La selección de candidaturas es un momento de especial tensión al interior de los partidos. La historia del PRI, del PAN y el PRD nos muestra que sobre la base de los procedimientos formales se imponen las formas reales de selección, las estrategias mafiosas y los golpes bajos que derivan a su vez en las rupturas definitivas, en rencores de largo aliento y en renuncias más o menos escandalosas. Se trata de un momento cerrado y de negociaciones cupulares también, no por nada en la ciencia política ha perdurado la ley de hierro de la oligarquía de Robert Michels sobre la tendencia oligárquica y burocrática de la organización partidaria.
Por los antecedentes de padrones inflados, acarreos y las grandes sumas de dinero, López Obrador ha defendido las encuestas como método de selección de candidaturas por tratarse de un mecanismo abierto y democrático: “si se hacen bien, si la muestra está bien diseñada, es un ejercicio matemático, estadístico, casi exacto, si se hace bien”. Incluso ha puesto el ejemplo de las elecciones internas de cara a 2012 cuando compitió con Marcelo Ebrard, como si su liderazgo hubiera sido puesto en duda. Para otros casos no tan claros, el asunto desde luego radica en hacerlas bien. Son muchas las especificidades que se deben vigilar: el tamaño de la muestra, si la encuesta va dirigida militantes o simpatizantes, si las preguntas son de reconocimiento o de aprobación, el orden en que el entrevistador menciona a las y los candidatos, etcétera.

Material proporcionado
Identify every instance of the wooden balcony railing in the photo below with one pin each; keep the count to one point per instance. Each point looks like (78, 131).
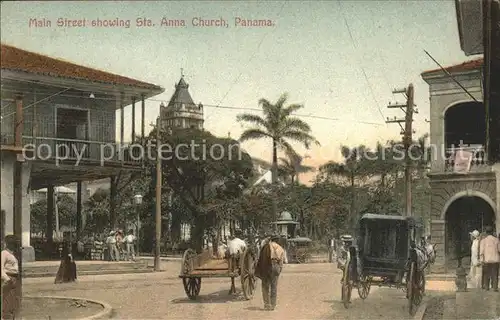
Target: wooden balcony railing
(479, 158)
(67, 150)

Completa lo siguiente
(1) Transcribe el pasaje del fragmento que comienza con "Por los antecedentes" y continúa hasta "los candidatos, etcétera.".
(2) Responde con base en el fragmento:
(a) ¿Qué método de selección de candidaturas ha defendido López Obrador?
(b) ¿A quién se atribuye la ley de hierro de la oligarquía?
(c) ¿Con quién compitió López Obrador en las elecciones internas de cara a 2012?
El material no tiene relación con el fragmento.

Conjunto de respuestas
(1)
Por los antecedentes de padrones inflados, acarreos y las grandes sumas de dinero, López Obrador ha defendido las encuestas como método de selección de candidaturas por tratarse de un mecanismo abierto y democrático: “si se hacen bien, si la muestra está bien diseñada, es un ejercicio matemático, estadístico, casi exacto, si se hace bien”. Incluso ha puesto el ejemplo de las elecciones internas de cara a 2012 cuando compitió con Marcelo Ebrard, como si su liderazgo hubiera sido puesto en duda. Para otros casos no tan claros, el asunto desde luego radica en hacerlas bien. Son muchas las especificidades que se deben vigilar: el tamaño de la muestra, si la encuesta va dirigida militantes o simpatizantes, si las preguntas son de reconocimiento o de aprobación, el orden en que el entrevistador menciona a las y los candidatos, etcétera.

(2)
(a) Las encuestas.
(b) A Robert Michels.
(c) Con Marcelo Ebrard.